- The request
Print the section of the research page word for word, starting at "My research" and ending at "(GUTs & SUSY)".

— Begin Excerpt provided —

My research
Research interests
- Deep learning, both natural language and vision
- Large-scale language modeling
- Normalization in deep neural nets
- High-performance computing
- Data science and visualization
- Statistical inference
- Searches for new physics (GUTs & SUSY)
- Measuring properties of the Higgs boson
- Reconstruction and identification of hadronic decays of tau leptons
- Philosophy of science and science communication
Figure 1: A display of likely a \(pp\) → \(tt\) → \(bb\mu\tau\) event in ATLAS in 2011.
Research history
ATLAS
Previously as a graduate student at Penn, working with ATLAS Experiment at CERN, I helped commission the Transition Radiation Tracker (TRT), a sub-detector of the ATLAS tracker, during the start-up of the Large Hadron Collider (LHC) in 2009-2012. On July 4 of 2012, the ATLAS and CMS experiments both announced discovering a new particle consistent with the long-sought-after Higgs boson, a key to explaining electroweak symmetry breaking in the Standard Model of particle physics.

— End Excerpt provided —
— Begin Records provided —

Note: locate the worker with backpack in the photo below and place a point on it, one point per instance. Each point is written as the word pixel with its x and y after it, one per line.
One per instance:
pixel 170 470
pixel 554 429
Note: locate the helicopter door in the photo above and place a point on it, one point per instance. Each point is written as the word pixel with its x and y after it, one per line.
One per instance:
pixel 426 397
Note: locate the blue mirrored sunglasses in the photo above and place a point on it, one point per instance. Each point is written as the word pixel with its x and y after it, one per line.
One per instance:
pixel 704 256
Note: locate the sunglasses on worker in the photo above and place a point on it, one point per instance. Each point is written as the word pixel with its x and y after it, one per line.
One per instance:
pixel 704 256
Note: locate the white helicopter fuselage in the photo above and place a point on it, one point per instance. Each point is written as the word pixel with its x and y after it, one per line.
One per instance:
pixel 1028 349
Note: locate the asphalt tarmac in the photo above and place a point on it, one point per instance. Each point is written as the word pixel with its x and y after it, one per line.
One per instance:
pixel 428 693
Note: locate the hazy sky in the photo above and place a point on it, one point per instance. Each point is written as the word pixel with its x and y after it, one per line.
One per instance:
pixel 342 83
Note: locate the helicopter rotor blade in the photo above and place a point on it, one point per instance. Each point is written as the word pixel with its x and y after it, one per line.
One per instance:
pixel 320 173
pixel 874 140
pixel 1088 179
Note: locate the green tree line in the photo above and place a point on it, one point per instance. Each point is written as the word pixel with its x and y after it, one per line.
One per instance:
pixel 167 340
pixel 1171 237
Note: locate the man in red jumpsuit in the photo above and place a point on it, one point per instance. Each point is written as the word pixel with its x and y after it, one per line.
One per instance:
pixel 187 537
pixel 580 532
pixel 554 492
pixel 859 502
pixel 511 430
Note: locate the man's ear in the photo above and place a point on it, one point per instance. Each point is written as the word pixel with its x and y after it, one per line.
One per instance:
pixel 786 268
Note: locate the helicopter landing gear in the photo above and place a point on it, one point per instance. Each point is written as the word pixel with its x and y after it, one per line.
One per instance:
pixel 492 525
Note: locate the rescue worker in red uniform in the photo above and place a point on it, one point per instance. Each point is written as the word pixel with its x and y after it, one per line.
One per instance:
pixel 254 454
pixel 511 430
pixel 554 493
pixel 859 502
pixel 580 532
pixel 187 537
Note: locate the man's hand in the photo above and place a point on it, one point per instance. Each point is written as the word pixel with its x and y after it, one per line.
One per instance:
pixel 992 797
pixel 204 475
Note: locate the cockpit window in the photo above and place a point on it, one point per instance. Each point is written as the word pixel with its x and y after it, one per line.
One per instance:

— End Records provided —

- The answer
My research
Research interests
- Deep learning, both natural language and vision
- Large-scale language modeling
- Normalization in deep neural nets
- High-performance computing
- Data science and visualization
- Statistical inference
- Searches for new physics (GUTs & SUSY)